▸ **Work order**
Set down the entries once more, exactly as they are written.

[Opening Data in this exercise section]

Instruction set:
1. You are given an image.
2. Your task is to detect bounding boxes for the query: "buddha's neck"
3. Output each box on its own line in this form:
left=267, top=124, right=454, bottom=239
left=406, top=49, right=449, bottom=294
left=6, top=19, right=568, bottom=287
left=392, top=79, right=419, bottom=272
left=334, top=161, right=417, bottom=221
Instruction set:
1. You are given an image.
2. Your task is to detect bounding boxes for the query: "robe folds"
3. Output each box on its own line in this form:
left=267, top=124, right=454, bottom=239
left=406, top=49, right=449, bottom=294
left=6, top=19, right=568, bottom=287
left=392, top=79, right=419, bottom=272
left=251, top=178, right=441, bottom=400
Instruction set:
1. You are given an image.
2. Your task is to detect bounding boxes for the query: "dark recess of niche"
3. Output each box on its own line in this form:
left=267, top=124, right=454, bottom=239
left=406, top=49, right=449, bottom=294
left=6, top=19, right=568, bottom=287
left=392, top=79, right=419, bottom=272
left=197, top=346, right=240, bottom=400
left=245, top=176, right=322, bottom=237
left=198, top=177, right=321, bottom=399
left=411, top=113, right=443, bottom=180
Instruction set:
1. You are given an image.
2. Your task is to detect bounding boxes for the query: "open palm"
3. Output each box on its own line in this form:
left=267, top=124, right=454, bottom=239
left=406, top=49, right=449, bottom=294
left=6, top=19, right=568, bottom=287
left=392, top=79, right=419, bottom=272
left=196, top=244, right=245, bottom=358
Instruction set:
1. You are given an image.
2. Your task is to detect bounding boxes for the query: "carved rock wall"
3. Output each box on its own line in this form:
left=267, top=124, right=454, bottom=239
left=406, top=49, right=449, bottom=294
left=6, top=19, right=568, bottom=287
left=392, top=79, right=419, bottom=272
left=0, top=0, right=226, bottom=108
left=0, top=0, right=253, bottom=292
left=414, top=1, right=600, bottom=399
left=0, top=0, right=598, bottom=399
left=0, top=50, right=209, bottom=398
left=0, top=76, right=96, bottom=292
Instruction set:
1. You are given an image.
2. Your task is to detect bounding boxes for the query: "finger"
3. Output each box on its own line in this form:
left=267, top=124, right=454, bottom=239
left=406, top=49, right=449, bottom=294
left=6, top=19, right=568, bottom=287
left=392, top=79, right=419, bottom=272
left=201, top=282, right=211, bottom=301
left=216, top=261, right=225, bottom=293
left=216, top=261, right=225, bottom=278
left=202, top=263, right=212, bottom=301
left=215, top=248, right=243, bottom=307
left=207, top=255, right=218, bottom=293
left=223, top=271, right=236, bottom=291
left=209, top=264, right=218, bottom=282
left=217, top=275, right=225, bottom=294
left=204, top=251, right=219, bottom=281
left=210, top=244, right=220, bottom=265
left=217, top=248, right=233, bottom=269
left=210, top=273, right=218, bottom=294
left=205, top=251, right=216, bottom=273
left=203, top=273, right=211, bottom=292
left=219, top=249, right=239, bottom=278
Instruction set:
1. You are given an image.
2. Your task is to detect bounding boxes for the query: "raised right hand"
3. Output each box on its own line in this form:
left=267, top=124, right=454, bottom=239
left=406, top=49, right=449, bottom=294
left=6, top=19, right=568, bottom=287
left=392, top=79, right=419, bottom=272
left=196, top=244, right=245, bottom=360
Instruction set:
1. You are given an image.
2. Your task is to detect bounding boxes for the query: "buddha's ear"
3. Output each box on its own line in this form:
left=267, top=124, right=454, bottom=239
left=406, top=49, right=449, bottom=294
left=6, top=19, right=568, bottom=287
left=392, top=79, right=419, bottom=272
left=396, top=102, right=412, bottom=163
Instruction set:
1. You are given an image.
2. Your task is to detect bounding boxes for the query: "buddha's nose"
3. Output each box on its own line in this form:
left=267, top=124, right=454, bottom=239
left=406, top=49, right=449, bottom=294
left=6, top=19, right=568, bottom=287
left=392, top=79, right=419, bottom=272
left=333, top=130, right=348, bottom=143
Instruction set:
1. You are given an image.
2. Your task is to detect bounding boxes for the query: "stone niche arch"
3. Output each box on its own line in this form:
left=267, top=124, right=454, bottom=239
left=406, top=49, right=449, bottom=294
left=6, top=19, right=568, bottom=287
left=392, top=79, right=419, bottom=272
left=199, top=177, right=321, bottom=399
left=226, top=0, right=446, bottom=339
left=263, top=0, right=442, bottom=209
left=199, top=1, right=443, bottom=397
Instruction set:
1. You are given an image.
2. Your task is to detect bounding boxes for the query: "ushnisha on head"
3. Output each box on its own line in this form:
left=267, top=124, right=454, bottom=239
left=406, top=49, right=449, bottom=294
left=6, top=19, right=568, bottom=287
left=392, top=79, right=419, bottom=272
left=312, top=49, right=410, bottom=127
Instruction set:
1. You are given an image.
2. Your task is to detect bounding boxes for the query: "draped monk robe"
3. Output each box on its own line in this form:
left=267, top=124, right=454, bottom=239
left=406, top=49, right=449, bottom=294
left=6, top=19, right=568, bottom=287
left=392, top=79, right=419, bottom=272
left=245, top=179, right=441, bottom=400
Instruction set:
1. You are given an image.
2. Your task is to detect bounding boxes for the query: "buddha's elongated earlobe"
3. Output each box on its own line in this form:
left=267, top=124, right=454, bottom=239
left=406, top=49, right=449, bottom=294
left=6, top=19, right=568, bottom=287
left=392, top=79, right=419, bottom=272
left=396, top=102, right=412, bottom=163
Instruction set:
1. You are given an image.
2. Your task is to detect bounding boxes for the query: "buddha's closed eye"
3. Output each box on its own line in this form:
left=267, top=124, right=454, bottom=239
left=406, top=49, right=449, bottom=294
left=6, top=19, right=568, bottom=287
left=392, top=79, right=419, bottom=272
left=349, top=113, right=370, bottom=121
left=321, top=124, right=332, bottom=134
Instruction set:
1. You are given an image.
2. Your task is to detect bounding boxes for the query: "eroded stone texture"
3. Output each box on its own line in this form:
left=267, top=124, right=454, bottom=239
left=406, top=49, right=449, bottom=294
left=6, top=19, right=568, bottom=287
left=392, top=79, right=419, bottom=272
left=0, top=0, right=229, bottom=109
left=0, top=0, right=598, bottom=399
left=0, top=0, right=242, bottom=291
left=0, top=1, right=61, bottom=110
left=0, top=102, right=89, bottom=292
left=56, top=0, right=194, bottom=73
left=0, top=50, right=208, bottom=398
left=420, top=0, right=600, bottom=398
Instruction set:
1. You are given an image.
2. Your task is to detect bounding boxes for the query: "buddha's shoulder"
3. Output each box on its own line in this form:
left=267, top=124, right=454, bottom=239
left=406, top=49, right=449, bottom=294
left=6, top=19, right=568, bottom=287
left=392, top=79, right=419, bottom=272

[Closing Data in this exercise section]

▸ **Exercise solution**
Instruction set:
1. You are given an image.
2. Your task is to detect bounding boxes for the query: "buddha's neck"
3. Output each box on its own line in this form:
left=267, top=124, right=454, bottom=239
left=406, top=49, right=449, bottom=294
left=6, top=19, right=568, bottom=287
left=392, top=79, right=419, bottom=272
left=334, top=161, right=417, bottom=221
Instruction set:
1. You are given an image.
2. Your task is to detect bounding boxes for the query: "robe folds"
3. Output each box on its own line in this form:
left=267, top=124, right=454, bottom=239
left=406, top=49, right=449, bottom=294
left=6, top=19, right=568, bottom=287
left=392, top=79, right=419, bottom=272
left=251, top=178, right=441, bottom=400
Instruction set:
1. You are given an image.
2. Your task is to detect bounding boxes for the query: "dark recess of niche"
3. Output each box on its own line in this form:
left=267, top=124, right=454, bottom=239
left=406, top=49, right=449, bottom=294
left=6, top=19, right=568, bottom=287
left=392, top=79, right=419, bottom=272
left=197, top=346, right=240, bottom=400
left=245, top=176, right=322, bottom=237
left=198, top=177, right=321, bottom=399
left=411, top=113, right=443, bottom=180
Instruction set:
1. You are given an image.
2. Your task is to detect bounding boxes for the query: "open palm"
3. Output each box on its own line in this form:
left=267, top=124, right=454, bottom=239
left=406, top=49, right=449, bottom=294
left=6, top=19, right=568, bottom=287
left=392, top=79, right=419, bottom=272
left=196, top=244, right=245, bottom=358
Instruction set:
1. You are given an image.
2. Your task is to detect bounding boxes for the query: "carved rock wall"
3. Output each box on its own line in this form:
left=267, top=124, right=454, bottom=239
left=406, top=49, right=449, bottom=294
left=6, top=19, right=568, bottom=287
left=392, top=79, right=419, bottom=272
left=0, top=0, right=226, bottom=108
left=0, top=0, right=253, bottom=292
left=414, top=1, right=600, bottom=399
left=0, top=0, right=598, bottom=399
left=0, top=50, right=209, bottom=398
left=0, top=76, right=96, bottom=292
Instruction set:
1. You are given an image.
2. Your task is to detect bounding boxes for the query: "finger"
3. Output each box on its own line in this form:
left=267, top=124, right=454, bottom=239
left=406, top=49, right=449, bottom=294
left=6, top=19, right=568, bottom=287
left=392, top=79, right=419, bottom=272
left=201, top=282, right=211, bottom=301
left=216, top=261, right=225, bottom=293
left=216, top=261, right=225, bottom=278
left=202, top=263, right=212, bottom=301
left=215, top=248, right=243, bottom=307
left=207, top=255, right=218, bottom=293
left=223, top=271, right=236, bottom=291
left=209, top=264, right=218, bottom=282
left=217, top=275, right=225, bottom=294
left=204, top=251, right=219, bottom=281
left=210, top=244, right=220, bottom=265
left=217, top=248, right=233, bottom=269
left=210, top=273, right=218, bottom=294
left=205, top=251, right=216, bottom=273
left=203, top=273, right=211, bottom=292
left=219, top=249, right=239, bottom=278
Instruction set:
1. You are given an image.
2. Your task is to detect bounding boxes for the query: "raised right hand"
3. Output each box on its own line in this form:
left=267, top=124, right=454, bottom=239
left=406, top=49, right=449, bottom=294
left=6, top=19, right=568, bottom=287
left=392, top=79, right=419, bottom=272
left=196, top=244, right=245, bottom=360
Instruction set:
1. You are given an image.
2. Your task is to detect bounding boxes for the query: "buddha's ear"
3. Output each box on its own line in this form:
left=267, top=124, right=454, bottom=239
left=406, top=49, right=449, bottom=294
left=6, top=19, right=568, bottom=287
left=392, top=79, right=419, bottom=272
left=396, top=102, right=412, bottom=163
Instruction set:
1. You are given an image.
2. Your task is to detect bounding boxes for the query: "buddha's nose"
3. Output each box on its own line in this form:
left=267, top=124, right=454, bottom=239
left=406, top=49, right=449, bottom=294
left=6, top=19, right=568, bottom=287
left=392, top=79, right=419, bottom=272
left=333, top=130, right=348, bottom=143
Instruction set:
1. You are given an image.
2. Your task is to detect bounding boxes for the query: "stone niche arch"
3. Output each box on its own line in this form:
left=267, top=124, right=454, bottom=239
left=406, top=49, right=449, bottom=294
left=6, top=19, right=568, bottom=287
left=392, top=79, right=419, bottom=272
left=199, top=177, right=321, bottom=399
left=226, top=0, right=446, bottom=339
left=263, top=0, right=442, bottom=209
left=199, top=1, right=443, bottom=397
Instruction set:
1. You are given an image.
2. Your task is to detect bounding boxes for the query: "ushnisha on head"
3. Output each box on its own line in this form:
left=267, top=124, right=454, bottom=239
left=406, top=49, right=449, bottom=294
left=6, top=19, right=568, bottom=287
left=392, top=79, right=419, bottom=272
left=312, top=49, right=410, bottom=127
Instruction set:
1. You are given an image.
2. Your task is to detect bounding boxes for the query: "draped monk robe"
3. Output each box on its own line in this form:
left=267, top=124, right=454, bottom=239
left=406, top=49, right=449, bottom=294
left=6, top=19, right=568, bottom=287
left=392, top=79, right=419, bottom=272
left=245, top=179, right=441, bottom=400
Instruction set:
1. You are given an image.
2. Your task is to detect bounding boxes for the query: "buddha's elongated earlobe"
3. Output each box on its own line in this form:
left=267, top=124, right=454, bottom=239
left=406, top=49, right=449, bottom=294
left=6, top=19, right=568, bottom=287
left=392, top=79, right=419, bottom=272
left=396, top=102, right=412, bottom=163
Instruction set:
1. You are given an image.
2. Your task is to detect bounding boxes for the query: "buddha's closed eye"
3. Output each box on its own line in this form:
left=267, top=124, right=454, bottom=239
left=406, top=49, right=449, bottom=294
left=6, top=19, right=568, bottom=287
left=392, top=79, right=419, bottom=272
left=349, top=113, right=370, bottom=121
left=321, top=124, right=332, bottom=134
Instruction set:
1. You are given an image.
2. Your task is to detect bounding boxes for the query: "eroded stone texture"
3. Output each box on its own line in this form:
left=267, top=124, right=454, bottom=239
left=406, top=49, right=449, bottom=294
left=6, top=19, right=568, bottom=287
left=392, top=79, right=419, bottom=272
left=0, top=0, right=229, bottom=109
left=0, top=0, right=598, bottom=399
left=0, top=0, right=242, bottom=291
left=0, top=1, right=61, bottom=110
left=0, top=102, right=89, bottom=292
left=56, top=0, right=194, bottom=73
left=0, top=50, right=208, bottom=398
left=420, top=0, right=600, bottom=398
Instruction set:
1. You are given an image.
2. Your task is to detect bounding boxes for the query: "buddha's shoulder"
3. Output each box on its own line in this form:
left=267, top=124, right=454, bottom=239
left=406, top=49, right=449, bottom=294
left=6, top=19, right=568, bottom=287
left=392, top=79, right=419, bottom=272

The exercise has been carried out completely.